Nothing in the records may be left out or altered; reproduce them all exactly.

Data for review Block Start

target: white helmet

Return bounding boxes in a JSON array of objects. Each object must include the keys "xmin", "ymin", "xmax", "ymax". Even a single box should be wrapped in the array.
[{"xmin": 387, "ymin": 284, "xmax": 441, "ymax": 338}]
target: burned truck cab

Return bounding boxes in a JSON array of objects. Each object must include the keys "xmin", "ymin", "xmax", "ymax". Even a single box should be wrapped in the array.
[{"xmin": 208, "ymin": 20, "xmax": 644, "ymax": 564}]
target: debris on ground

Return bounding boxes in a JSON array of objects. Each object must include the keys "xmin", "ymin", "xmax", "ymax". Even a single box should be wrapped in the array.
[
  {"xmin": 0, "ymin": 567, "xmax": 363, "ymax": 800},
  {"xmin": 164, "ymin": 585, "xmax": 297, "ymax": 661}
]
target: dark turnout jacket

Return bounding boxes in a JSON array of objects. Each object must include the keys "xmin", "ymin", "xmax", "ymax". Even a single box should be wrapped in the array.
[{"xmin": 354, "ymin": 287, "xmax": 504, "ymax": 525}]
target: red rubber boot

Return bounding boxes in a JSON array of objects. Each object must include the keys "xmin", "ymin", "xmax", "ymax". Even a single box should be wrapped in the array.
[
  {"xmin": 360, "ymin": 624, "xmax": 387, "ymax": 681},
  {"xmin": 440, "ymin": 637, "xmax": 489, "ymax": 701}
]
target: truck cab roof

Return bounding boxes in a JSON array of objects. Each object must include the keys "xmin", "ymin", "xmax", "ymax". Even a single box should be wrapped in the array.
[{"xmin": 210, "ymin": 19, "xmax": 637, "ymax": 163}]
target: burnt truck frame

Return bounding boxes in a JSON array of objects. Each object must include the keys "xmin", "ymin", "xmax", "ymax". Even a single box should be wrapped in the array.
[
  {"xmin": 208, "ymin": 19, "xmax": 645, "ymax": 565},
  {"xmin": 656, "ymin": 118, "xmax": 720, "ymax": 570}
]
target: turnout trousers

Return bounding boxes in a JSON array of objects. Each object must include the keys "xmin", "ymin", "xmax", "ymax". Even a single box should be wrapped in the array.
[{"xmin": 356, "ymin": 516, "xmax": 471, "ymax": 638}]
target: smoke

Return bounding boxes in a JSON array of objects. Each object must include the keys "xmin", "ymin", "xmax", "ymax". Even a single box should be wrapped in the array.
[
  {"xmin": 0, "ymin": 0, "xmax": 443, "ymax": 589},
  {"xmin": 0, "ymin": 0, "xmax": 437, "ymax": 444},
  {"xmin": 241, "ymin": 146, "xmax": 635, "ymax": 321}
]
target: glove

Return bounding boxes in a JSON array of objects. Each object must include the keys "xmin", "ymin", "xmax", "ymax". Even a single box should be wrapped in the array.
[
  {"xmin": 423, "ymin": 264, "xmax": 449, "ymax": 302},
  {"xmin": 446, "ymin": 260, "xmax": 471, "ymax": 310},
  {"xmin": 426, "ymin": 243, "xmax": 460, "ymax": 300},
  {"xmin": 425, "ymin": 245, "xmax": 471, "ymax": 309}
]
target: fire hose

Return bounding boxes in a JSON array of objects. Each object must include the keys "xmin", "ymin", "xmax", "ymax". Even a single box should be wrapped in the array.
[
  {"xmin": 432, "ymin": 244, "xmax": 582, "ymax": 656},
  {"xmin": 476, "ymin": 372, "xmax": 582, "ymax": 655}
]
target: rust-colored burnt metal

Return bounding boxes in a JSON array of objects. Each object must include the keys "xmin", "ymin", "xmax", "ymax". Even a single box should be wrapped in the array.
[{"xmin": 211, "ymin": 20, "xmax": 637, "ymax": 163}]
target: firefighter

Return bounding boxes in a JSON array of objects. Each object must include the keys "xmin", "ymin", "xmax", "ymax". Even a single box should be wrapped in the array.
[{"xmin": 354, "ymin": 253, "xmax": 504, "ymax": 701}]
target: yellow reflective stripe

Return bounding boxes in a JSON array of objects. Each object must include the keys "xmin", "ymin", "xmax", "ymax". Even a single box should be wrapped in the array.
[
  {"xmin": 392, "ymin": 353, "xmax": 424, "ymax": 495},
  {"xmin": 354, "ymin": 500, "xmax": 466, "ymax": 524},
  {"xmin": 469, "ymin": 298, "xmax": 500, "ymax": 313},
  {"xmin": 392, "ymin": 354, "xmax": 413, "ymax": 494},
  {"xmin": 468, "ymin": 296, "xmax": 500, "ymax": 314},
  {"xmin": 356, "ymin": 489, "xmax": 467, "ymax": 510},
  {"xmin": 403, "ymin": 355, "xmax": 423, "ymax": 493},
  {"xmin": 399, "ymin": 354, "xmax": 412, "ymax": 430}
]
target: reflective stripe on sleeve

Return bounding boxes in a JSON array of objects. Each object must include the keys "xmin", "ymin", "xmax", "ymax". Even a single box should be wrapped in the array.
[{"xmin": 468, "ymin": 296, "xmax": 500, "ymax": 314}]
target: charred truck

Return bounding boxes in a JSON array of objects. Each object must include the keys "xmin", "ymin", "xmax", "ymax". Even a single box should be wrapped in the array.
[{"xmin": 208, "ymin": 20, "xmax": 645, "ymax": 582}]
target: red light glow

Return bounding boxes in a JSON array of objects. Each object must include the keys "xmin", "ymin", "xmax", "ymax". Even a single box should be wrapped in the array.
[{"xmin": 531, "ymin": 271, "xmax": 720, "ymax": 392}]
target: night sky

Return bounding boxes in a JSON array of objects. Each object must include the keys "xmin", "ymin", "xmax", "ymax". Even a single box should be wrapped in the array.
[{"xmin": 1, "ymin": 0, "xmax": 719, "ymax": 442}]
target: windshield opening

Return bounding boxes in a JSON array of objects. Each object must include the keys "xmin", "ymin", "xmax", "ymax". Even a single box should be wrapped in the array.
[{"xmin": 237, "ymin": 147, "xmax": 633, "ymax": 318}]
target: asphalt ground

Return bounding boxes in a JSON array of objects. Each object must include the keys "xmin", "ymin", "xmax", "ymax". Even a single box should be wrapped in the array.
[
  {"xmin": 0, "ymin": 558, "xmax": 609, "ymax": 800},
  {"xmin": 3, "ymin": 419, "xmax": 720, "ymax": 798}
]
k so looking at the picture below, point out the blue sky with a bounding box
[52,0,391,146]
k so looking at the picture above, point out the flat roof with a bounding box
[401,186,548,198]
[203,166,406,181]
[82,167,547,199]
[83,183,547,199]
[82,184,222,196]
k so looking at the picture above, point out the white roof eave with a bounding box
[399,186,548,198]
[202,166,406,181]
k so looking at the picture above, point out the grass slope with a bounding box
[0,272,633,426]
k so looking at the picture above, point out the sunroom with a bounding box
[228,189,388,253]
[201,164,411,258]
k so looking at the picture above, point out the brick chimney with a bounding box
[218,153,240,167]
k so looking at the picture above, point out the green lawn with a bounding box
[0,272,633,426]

Data for review Block End

§ **Solution to the exercise**
target: white helmet

Return bounding boxes in a JSON array of objects. Each object must include the keys "xmin", "ymin", "xmax", "ymax". Even a single box should be wrapped in the array.
[{"xmin": 387, "ymin": 284, "xmax": 441, "ymax": 338}]
target: burned truck cab

Return bounding boxes in a JSON array of objects. Each object must include the keys "xmin", "ymin", "xmax", "ymax". Even a single box should be wrapped in the array.
[{"xmin": 208, "ymin": 20, "xmax": 644, "ymax": 564}]
target: debris on ground

Return bounding boxes in a JSON array of objects. Each object must include the keys "xmin", "ymin", "xmax", "ymax". Even a single box should be wrapped in the array.
[
  {"xmin": 0, "ymin": 567, "xmax": 363, "ymax": 800},
  {"xmin": 164, "ymin": 585, "xmax": 297, "ymax": 661}
]
target: dark turnout jacket

Return bounding boxes in a JSON array of objects. Each object must include the keys "xmin", "ymin", "xmax", "ymax". Even a single box should be wrapped in the array.
[{"xmin": 354, "ymin": 287, "xmax": 504, "ymax": 525}]
target: red rubber boot

Return bounding boxes in a JSON array of objects. Each object must include the keys "xmin", "ymin", "xmax", "ymax". Even a single box should be wrapped in the array.
[
  {"xmin": 360, "ymin": 624, "xmax": 387, "ymax": 681},
  {"xmin": 440, "ymin": 637, "xmax": 489, "ymax": 701}
]
target: truck cab roof

Return bounding boxes in a JSON array of objects. Each object must include the keys "xmin", "ymin", "xmax", "ymax". Even a single box should be wrapped in the array.
[{"xmin": 210, "ymin": 19, "xmax": 637, "ymax": 163}]
target: burnt truck frame

Return bounding boxes in a JSON array of objects. Each object must include the keys "xmin", "ymin", "xmax", "ymax". Even a single box should be wrapped in the array.
[
  {"xmin": 208, "ymin": 19, "xmax": 645, "ymax": 565},
  {"xmin": 656, "ymin": 118, "xmax": 720, "ymax": 570}
]
target: turnout trousers

Return bounding boxes in a JSON array of objects. Each object must include the keys "xmin", "ymin", "xmax", "ymax". Even a single box should be wrapped in the array.
[{"xmin": 356, "ymin": 516, "xmax": 471, "ymax": 638}]
target: smoke

Return bounding boxes in a JSON array of objects. Each object must include the keys "xmin", "ymin", "xmax", "ymax". Even a single box should be wrapped in the array.
[
  {"xmin": 0, "ymin": 0, "xmax": 443, "ymax": 589},
  {"xmin": 0, "ymin": 0, "xmax": 437, "ymax": 444},
  {"xmin": 241, "ymin": 146, "xmax": 635, "ymax": 321}
]
target: glove

Return bounding boxes in a JSON array of objects. Each object must include the keys "xmin", "ymin", "xmax", "ymax". Even a single box should be wrapped in the array.
[
  {"xmin": 423, "ymin": 264, "xmax": 449, "ymax": 302},
  {"xmin": 446, "ymin": 260, "xmax": 471, "ymax": 310},
  {"xmin": 426, "ymin": 243, "xmax": 460, "ymax": 300},
  {"xmin": 425, "ymin": 245, "xmax": 471, "ymax": 309}
]
target: fire hose

Return bounding boxes in a JSON array of objects. Each object must include the keys "xmin", "ymin", "xmax", "ymax". Even a single box should be wrapped in the array.
[
  {"xmin": 432, "ymin": 244, "xmax": 582, "ymax": 656},
  {"xmin": 476, "ymin": 372, "xmax": 582, "ymax": 655}
]
target: rust-colored burnt metal

Return bounding boxes in a JSON array of objects. Each object must include the keys "xmin", "ymin", "xmax", "ymax". Even a single box should be wrapped in the array.
[{"xmin": 211, "ymin": 20, "xmax": 637, "ymax": 163}]
target: firefighter

Return bounding boxes in a JSON array of objects. Each object must include the keys "xmin", "ymin", "xmax", "ymax". Even a single box should be wrapped in the array.
[{"xmin": 354, "ymin": 253, "xmax": 504, "ymax": 701}]
target: yellow reflective stripe

Return bounding boxes in a JSON array of objects. Each object must include the keys "xmin", "ymin", "xmax", "ymax". Even a single box should be wrapped in the array.
[
  {"xmin": 392, "ymin": 353, "xmax": 424, "ymax": 495},
  {"xmin": 354, "ymin": 500, "xmax": 466, "ymax": 524},
  {"xmin": 469, "ymin": 298, "xmax": 500, "ymax": 313},
  {"xmin": 392, "ymin": 354, "xmax": 413, "ymax": 494},
  {"xmin": 468, "ymin": 296, "xmax": 500, "ymax": 314},
  {"xmin": 356, "ymin": 489, "xmax": 467, "ymax": 510},
  {"xmin": 403, "ymin": 355, "xmax": 423, "ymax": 493},
  {"xmin": 399, "ymin": 354, "xmax": 412, "ymax": 430}
]
target: reflective stripe on sleeve

Return bounding boxes in a JSON array of objects. Each object must include the keys "xmin", "ymin", "xmax", "ymax". Even a single box should be wrapped in the array.
[{"xmin": 468, "ymin": 296, "xmax": 500, "ymax": 314}]
target: charred truck

Return bounding boxes in a JSON array of objects. Each object must include the keys "xmin", "ymin", "xmax", "ymax". Even a single box should be wrapped in the array.
[{"xmin": 208, "ymin": 20, "xmax": 645, "ymax": 582}]
target: red light glow

Return bounding boxes in a JSON array of objects. Each object must include the keys "xmin", "ymin", "xmax", "ymax". Even a single box should be wrapped in the array.
[{"xmin": 531, "ymin": 271, "xmax": 720, "ymax": 392}]
target: night sky

Return bounding boxes in a JSON array of objects. Each object must include the keys "xmin", "ymin", "xmax", "ymax". Even a single box should be wrapped in the array.
[{"xmin": 1, "ymin": 0, "xmax": 719, "ymax": 442}]
target: windshield opening

Return bounding boxes in a JSON array of objects. Each object must include the keys "xmin", "ymin", "xmax", "ymax". Even a single box should be wrapped in the array.
[{"xmin": 237, "ymin": 147, "xmax": 633, "ymax": 318}]
target: asphalt ground

Return bounding boxes in a JSON array of objects. Each object must include the keys "xmin", "ymin", "xmax", "ymax". Even a single box should be wrapped in the array.
[
  {"xmin": 0, "ymin": 558, "xmax": 609, "ymax": 800},
  {"xmin": 3, "ymin": 419, "xmax": 720, "ymax": 798}
]
k so looking at the picture below, point out the blue sky with a bounding box
[52,0,391,146]
k so looking at the picture above, point out the flat roof with a bounding box
[401,186,548,198]
[203,166,406,181]
[82,167,547,199]
[83,183,547,199]
[82,184,222,196]
k so looking at the picture above, point out the white roof eave with a bounding box
[399,186,548,198]
[202,166,406,181]
k so looking at the picture above, point out the grass slope with a bounding box
[0,272,633,426]
k so looking at the picture above, point out the sunroom with a bounding box
[228,189,388,253]
[201,164,411,258]
k so looking at the picture above, point out the brick chimney with a bounding box
[218,153,240,167]
k so looking at the picture above, point out the green lawn with a bounding box
[0,272,633,426]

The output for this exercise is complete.